Written request
Quote the lines below exactly, from the one that holds "Where can the gray stone" through the final line of the records, and only those.

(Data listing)
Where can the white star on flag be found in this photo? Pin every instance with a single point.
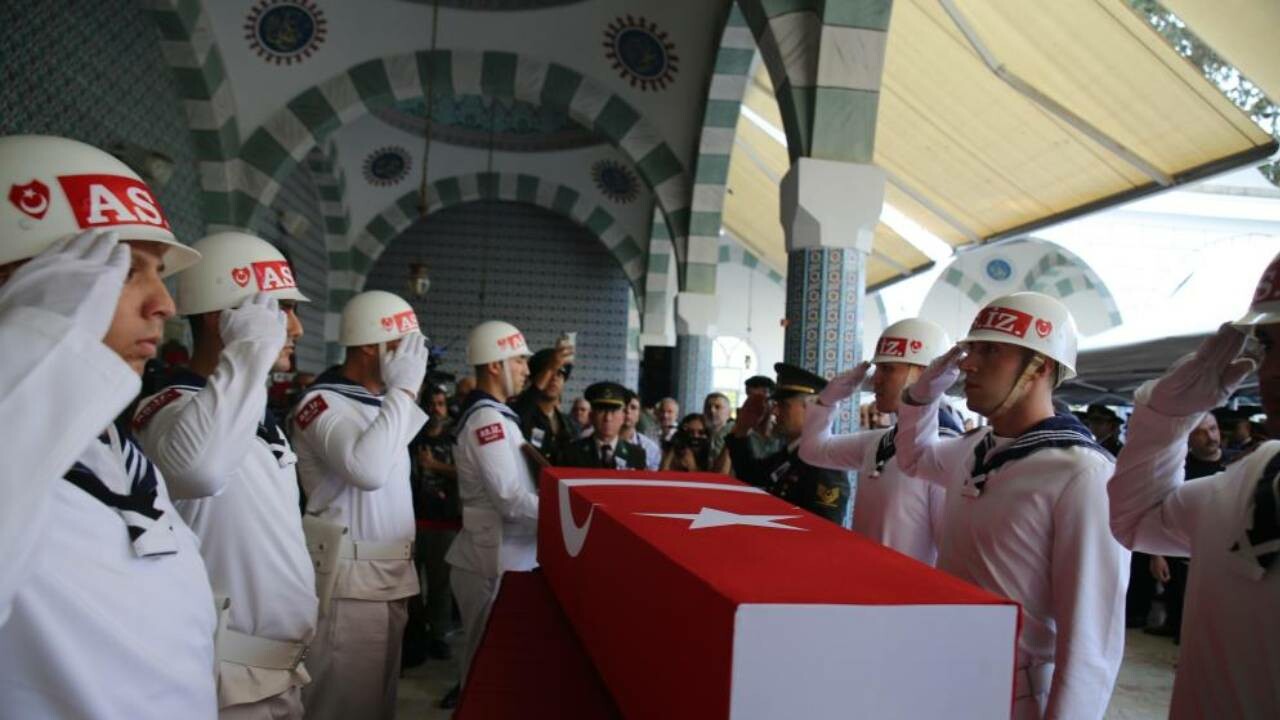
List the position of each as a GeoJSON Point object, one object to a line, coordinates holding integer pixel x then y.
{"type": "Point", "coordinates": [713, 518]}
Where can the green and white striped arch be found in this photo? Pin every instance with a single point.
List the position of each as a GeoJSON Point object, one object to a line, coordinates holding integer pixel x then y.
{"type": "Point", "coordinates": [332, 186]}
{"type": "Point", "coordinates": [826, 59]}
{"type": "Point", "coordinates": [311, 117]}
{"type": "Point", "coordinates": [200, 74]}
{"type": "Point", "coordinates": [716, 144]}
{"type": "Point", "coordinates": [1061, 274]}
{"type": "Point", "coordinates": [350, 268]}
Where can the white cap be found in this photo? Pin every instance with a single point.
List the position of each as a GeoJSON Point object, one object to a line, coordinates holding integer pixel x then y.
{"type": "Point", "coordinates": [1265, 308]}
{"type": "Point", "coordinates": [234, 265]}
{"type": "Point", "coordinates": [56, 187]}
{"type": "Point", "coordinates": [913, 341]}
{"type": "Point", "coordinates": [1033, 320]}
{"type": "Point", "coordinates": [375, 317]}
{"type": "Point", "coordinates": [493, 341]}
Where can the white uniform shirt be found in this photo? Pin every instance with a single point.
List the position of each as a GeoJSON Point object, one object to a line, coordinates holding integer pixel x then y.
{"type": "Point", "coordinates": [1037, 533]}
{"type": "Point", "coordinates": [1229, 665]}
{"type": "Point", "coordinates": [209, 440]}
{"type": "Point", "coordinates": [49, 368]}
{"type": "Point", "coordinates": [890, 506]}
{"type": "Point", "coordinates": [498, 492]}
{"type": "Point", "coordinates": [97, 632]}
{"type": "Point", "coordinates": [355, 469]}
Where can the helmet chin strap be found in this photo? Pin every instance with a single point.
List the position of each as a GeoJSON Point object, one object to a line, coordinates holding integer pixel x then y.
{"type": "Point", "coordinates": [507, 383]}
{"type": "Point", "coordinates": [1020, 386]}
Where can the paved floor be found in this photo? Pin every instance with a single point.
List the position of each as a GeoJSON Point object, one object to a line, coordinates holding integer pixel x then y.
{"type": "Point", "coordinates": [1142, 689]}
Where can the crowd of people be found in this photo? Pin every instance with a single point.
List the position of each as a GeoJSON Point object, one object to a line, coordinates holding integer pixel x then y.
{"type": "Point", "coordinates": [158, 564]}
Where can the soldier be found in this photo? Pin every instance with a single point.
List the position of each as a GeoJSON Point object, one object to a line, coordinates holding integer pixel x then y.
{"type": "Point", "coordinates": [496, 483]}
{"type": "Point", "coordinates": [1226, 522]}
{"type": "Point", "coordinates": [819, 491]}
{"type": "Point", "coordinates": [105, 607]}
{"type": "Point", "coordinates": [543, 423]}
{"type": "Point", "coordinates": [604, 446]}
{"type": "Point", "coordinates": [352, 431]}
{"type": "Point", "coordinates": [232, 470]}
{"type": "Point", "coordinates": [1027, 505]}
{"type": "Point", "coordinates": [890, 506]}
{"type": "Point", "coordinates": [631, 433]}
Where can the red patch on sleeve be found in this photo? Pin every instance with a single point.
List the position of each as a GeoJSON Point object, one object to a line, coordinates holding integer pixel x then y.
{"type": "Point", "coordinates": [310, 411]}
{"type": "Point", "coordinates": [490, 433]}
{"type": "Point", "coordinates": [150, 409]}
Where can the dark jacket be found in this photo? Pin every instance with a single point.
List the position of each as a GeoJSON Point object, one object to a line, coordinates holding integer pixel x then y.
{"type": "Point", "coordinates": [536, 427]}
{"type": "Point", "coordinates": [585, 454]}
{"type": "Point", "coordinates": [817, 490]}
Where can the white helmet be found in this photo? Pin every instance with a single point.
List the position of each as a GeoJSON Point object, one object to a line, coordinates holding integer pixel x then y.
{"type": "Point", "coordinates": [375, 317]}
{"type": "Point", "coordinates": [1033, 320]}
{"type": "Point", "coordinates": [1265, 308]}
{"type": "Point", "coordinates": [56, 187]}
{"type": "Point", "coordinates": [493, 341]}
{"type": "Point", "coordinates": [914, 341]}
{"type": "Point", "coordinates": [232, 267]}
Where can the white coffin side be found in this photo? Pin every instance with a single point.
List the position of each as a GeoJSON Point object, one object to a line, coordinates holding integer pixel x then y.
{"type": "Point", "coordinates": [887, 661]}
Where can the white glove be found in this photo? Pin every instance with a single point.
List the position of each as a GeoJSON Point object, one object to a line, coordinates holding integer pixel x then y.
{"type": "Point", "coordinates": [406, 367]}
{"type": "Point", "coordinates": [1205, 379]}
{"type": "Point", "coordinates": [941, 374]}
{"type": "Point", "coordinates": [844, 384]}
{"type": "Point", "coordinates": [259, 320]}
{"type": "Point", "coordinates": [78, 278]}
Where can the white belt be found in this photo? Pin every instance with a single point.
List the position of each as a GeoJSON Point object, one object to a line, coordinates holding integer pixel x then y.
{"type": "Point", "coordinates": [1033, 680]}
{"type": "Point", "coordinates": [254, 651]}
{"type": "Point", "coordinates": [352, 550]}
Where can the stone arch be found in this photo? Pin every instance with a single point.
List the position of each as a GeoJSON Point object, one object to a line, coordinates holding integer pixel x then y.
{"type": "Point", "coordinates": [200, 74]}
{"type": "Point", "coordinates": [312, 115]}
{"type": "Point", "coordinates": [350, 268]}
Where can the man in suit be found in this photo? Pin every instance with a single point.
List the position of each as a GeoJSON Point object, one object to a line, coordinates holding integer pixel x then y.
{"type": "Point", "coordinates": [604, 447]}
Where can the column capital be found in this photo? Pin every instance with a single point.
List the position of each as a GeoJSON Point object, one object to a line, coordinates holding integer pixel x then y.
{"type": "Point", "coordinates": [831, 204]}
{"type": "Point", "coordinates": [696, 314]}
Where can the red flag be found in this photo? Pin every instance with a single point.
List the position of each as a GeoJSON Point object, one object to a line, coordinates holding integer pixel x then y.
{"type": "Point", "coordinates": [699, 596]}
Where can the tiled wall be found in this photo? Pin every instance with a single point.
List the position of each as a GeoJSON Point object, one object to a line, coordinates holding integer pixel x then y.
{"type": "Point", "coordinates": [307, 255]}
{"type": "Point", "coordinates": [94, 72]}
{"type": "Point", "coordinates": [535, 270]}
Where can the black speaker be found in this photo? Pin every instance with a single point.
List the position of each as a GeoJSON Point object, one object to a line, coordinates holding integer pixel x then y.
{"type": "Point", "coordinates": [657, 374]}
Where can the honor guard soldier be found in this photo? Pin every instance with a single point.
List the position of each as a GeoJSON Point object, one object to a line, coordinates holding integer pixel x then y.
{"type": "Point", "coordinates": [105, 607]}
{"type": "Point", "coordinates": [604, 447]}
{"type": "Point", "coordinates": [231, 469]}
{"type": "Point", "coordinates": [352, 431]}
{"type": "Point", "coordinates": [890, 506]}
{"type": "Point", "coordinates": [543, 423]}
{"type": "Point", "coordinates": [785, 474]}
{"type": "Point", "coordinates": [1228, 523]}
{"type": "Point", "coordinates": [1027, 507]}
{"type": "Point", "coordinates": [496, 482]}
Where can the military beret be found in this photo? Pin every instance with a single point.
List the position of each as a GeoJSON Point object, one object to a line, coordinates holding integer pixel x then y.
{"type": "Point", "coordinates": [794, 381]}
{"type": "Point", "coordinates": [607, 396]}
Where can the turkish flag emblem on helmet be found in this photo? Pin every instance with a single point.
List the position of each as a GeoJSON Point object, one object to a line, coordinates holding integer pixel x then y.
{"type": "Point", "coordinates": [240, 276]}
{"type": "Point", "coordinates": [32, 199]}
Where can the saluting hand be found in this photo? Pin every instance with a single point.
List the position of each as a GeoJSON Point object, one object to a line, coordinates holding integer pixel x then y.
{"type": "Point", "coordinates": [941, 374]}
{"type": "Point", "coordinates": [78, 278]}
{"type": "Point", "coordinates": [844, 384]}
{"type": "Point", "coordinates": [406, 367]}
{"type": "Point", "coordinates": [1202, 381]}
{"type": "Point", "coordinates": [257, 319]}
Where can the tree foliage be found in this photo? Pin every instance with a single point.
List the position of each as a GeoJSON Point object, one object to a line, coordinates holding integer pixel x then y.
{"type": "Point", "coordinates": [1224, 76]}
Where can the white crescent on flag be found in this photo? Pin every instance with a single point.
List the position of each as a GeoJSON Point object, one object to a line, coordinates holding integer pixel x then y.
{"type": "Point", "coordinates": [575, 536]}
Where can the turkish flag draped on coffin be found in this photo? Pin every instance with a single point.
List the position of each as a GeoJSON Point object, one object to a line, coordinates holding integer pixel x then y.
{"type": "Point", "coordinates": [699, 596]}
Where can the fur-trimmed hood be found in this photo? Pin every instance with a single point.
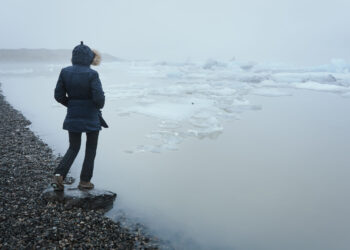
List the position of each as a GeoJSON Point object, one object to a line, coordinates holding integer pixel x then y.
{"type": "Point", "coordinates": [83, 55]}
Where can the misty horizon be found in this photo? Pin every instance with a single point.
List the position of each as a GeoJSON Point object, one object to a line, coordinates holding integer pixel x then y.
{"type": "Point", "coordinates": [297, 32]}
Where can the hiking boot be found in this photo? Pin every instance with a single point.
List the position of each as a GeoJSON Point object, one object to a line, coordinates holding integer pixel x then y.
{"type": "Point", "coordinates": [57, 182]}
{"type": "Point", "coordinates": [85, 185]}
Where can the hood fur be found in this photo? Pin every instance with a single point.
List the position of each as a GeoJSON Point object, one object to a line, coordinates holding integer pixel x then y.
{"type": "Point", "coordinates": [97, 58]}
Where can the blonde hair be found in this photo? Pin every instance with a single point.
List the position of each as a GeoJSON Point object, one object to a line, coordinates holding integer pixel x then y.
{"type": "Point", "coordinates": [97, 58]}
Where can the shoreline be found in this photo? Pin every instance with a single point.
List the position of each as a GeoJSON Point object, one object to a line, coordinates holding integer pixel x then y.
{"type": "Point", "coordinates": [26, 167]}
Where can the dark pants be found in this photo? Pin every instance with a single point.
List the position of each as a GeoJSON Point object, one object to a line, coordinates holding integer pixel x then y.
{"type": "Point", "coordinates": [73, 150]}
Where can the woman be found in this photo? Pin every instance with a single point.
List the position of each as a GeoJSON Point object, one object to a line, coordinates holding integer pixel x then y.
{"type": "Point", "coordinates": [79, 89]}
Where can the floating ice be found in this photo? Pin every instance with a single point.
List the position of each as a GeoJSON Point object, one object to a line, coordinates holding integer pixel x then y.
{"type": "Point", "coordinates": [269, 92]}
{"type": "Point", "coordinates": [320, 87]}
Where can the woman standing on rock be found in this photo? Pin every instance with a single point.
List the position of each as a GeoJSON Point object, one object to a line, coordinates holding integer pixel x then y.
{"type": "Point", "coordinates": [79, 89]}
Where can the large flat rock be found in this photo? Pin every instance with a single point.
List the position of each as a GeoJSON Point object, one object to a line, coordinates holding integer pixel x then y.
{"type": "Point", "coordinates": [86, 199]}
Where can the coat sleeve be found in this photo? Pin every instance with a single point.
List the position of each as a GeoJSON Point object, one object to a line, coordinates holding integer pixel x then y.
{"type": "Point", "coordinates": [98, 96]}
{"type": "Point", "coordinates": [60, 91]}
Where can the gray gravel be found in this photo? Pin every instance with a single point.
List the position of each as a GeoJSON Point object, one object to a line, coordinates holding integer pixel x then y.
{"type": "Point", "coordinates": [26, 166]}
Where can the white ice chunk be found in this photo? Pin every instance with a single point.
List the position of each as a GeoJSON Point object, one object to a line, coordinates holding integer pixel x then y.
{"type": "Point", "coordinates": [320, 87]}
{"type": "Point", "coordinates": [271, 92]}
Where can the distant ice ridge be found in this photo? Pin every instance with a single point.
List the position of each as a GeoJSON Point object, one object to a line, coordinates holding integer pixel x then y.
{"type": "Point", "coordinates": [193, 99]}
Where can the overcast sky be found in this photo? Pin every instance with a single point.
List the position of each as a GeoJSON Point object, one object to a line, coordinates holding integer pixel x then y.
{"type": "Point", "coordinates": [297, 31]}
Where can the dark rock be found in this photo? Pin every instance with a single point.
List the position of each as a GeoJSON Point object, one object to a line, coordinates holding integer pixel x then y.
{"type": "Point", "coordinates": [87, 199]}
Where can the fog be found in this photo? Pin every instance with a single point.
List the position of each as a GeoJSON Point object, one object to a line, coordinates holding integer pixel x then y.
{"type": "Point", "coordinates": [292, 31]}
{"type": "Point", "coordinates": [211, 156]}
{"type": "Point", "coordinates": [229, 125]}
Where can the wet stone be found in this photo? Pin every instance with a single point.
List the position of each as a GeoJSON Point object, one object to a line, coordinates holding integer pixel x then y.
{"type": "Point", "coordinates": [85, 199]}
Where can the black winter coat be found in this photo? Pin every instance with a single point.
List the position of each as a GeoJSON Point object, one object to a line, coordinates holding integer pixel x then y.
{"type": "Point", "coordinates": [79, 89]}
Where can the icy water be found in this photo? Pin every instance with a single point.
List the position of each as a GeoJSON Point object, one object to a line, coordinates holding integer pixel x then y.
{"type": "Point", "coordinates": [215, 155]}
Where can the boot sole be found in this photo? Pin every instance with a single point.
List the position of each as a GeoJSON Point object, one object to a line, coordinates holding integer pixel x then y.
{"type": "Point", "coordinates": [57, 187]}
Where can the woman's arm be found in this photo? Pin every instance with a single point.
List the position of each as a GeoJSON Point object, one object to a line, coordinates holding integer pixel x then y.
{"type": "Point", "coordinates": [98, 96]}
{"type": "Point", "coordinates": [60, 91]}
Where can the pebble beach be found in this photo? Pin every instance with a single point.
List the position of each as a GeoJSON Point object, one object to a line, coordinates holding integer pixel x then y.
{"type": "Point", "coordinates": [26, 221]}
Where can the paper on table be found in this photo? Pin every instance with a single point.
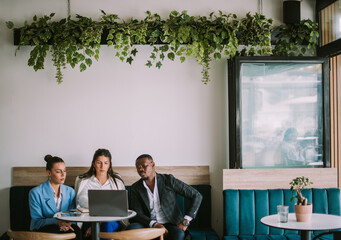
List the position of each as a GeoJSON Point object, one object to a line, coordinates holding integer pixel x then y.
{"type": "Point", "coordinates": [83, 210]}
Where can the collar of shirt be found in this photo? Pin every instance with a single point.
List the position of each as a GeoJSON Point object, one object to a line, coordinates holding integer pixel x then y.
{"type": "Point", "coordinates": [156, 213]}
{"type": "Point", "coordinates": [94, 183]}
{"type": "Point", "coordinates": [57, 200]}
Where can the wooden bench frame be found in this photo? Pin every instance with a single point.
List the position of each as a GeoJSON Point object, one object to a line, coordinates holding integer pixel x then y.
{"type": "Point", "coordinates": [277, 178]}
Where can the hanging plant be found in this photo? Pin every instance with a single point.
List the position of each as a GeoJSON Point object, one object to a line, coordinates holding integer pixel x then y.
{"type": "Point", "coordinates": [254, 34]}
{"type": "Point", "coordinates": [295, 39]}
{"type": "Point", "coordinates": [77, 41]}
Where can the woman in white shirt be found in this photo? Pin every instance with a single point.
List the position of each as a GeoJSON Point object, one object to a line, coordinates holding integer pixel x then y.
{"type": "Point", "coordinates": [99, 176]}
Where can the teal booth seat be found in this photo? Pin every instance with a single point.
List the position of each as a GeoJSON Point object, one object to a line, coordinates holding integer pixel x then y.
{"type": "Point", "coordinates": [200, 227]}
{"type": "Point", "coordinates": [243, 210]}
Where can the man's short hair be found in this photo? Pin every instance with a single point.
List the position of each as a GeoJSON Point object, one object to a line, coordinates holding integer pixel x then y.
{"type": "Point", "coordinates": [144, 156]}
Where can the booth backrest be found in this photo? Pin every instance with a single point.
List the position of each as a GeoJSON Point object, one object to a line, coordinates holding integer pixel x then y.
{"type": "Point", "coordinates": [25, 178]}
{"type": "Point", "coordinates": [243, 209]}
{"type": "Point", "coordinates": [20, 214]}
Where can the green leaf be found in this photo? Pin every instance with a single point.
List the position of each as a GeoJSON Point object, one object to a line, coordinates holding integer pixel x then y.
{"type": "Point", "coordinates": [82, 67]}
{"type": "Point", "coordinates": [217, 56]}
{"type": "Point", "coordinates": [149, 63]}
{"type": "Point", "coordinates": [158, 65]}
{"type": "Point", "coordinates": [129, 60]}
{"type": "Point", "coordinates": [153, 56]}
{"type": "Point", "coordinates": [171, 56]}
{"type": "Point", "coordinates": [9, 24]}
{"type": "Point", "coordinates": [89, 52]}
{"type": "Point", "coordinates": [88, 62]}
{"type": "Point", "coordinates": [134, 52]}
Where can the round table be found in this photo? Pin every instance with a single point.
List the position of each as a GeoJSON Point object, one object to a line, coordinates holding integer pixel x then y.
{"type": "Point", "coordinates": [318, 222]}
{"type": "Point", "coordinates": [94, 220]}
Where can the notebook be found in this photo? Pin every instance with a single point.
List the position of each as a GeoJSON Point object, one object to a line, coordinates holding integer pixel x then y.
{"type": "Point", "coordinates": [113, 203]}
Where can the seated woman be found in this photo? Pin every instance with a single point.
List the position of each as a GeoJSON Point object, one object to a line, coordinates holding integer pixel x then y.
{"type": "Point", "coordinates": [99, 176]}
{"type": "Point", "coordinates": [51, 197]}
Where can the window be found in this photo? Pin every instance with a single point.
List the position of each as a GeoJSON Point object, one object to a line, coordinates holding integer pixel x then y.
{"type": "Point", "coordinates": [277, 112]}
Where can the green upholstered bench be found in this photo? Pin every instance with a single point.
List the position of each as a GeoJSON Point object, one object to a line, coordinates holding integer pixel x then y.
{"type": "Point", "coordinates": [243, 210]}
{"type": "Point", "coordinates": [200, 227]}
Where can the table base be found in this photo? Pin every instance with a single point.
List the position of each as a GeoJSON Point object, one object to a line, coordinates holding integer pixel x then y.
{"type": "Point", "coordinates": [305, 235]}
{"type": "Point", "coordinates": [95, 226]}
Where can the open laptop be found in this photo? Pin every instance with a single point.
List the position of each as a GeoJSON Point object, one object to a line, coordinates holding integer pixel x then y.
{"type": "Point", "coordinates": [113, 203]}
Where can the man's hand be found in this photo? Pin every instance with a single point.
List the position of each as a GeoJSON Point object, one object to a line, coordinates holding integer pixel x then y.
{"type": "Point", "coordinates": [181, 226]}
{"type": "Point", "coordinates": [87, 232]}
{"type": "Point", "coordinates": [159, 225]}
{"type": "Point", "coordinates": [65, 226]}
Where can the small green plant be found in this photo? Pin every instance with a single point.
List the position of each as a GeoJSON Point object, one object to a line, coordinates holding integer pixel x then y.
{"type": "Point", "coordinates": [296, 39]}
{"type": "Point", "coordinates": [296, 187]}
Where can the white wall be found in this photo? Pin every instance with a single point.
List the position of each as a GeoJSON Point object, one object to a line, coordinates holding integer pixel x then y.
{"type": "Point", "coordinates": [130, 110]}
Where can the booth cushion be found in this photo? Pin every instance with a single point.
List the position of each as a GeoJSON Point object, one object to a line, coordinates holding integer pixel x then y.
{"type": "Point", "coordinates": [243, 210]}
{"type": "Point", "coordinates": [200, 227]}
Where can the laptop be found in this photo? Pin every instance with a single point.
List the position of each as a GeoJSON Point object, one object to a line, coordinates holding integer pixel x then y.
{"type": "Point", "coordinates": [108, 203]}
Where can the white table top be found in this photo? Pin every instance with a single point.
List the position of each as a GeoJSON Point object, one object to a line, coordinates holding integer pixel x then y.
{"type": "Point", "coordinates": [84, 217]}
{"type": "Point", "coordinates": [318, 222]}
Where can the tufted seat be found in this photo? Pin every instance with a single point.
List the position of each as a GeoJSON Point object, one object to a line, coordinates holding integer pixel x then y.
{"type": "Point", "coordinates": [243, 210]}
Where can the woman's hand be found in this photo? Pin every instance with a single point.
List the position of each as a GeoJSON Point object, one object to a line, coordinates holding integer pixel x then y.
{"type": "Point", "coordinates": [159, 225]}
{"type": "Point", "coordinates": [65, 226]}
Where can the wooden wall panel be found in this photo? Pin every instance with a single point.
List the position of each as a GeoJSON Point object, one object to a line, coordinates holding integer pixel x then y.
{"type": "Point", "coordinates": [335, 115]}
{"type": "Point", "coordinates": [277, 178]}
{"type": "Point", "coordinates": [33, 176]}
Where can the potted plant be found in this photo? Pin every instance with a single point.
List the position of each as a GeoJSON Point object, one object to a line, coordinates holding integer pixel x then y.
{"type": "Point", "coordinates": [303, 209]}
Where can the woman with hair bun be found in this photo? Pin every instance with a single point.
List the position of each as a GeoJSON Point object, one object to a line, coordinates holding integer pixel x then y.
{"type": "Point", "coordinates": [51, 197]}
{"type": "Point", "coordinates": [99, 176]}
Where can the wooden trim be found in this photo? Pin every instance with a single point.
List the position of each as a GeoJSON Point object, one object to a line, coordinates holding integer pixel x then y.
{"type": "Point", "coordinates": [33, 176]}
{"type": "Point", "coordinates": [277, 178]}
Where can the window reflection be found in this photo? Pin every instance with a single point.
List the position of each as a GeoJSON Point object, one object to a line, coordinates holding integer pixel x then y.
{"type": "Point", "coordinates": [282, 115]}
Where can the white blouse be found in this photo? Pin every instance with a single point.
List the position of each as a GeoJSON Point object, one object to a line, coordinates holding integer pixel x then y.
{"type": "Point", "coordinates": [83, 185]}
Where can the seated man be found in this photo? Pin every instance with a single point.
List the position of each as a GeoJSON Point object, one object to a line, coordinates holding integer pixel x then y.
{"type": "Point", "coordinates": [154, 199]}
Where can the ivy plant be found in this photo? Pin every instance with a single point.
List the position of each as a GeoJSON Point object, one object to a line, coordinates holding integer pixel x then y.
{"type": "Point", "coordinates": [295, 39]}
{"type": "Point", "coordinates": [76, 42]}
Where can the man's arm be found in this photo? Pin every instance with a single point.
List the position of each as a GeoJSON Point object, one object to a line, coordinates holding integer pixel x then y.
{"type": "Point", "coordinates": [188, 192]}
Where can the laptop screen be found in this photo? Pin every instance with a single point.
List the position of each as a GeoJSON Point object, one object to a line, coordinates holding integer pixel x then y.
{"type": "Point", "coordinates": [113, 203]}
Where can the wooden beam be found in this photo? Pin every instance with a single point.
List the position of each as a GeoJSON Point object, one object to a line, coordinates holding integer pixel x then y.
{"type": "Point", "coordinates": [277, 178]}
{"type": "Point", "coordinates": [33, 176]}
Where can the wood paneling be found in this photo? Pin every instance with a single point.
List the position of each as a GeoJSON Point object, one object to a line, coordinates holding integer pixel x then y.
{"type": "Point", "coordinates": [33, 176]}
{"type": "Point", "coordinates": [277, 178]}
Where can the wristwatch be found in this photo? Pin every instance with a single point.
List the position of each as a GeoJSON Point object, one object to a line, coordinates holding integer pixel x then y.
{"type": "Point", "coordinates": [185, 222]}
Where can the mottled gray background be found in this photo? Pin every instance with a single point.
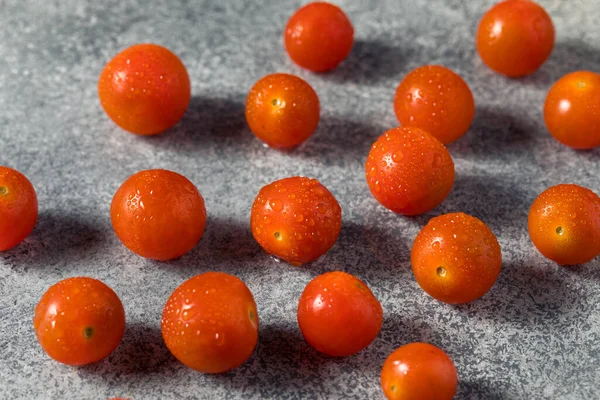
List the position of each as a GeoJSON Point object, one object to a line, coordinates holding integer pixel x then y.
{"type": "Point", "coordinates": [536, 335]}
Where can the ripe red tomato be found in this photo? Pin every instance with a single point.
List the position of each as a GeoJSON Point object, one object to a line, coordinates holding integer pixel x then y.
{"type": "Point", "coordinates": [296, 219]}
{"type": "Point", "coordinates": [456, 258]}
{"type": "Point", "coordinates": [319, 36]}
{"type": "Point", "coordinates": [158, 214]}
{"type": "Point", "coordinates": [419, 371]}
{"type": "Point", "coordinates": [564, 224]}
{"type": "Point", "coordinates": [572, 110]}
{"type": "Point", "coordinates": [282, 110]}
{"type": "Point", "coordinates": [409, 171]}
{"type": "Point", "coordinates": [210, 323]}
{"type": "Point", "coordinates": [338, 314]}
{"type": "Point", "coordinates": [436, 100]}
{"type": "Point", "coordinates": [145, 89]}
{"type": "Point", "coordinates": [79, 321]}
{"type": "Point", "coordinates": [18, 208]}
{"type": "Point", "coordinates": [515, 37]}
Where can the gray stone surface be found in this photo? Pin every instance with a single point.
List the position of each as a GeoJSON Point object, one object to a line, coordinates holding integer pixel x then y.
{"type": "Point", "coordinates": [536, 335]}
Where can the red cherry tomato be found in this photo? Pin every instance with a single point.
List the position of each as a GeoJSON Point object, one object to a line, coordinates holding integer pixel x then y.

Finished answer
Where can the gray stone surface be found in this photo? Pin every instance with a single point.
List the position of each as a GeoJSON Point object, one object to a line, coordinates holding integer pixel x then y.
{"type": "Point", "coordinates": [536, 335]}
Where can the red cherry tomato be found in this photo? Pin every instance with a single point.
List the position of each as a GeoJSON Point object, one object to a line, coordinates holding integer pixel x then y.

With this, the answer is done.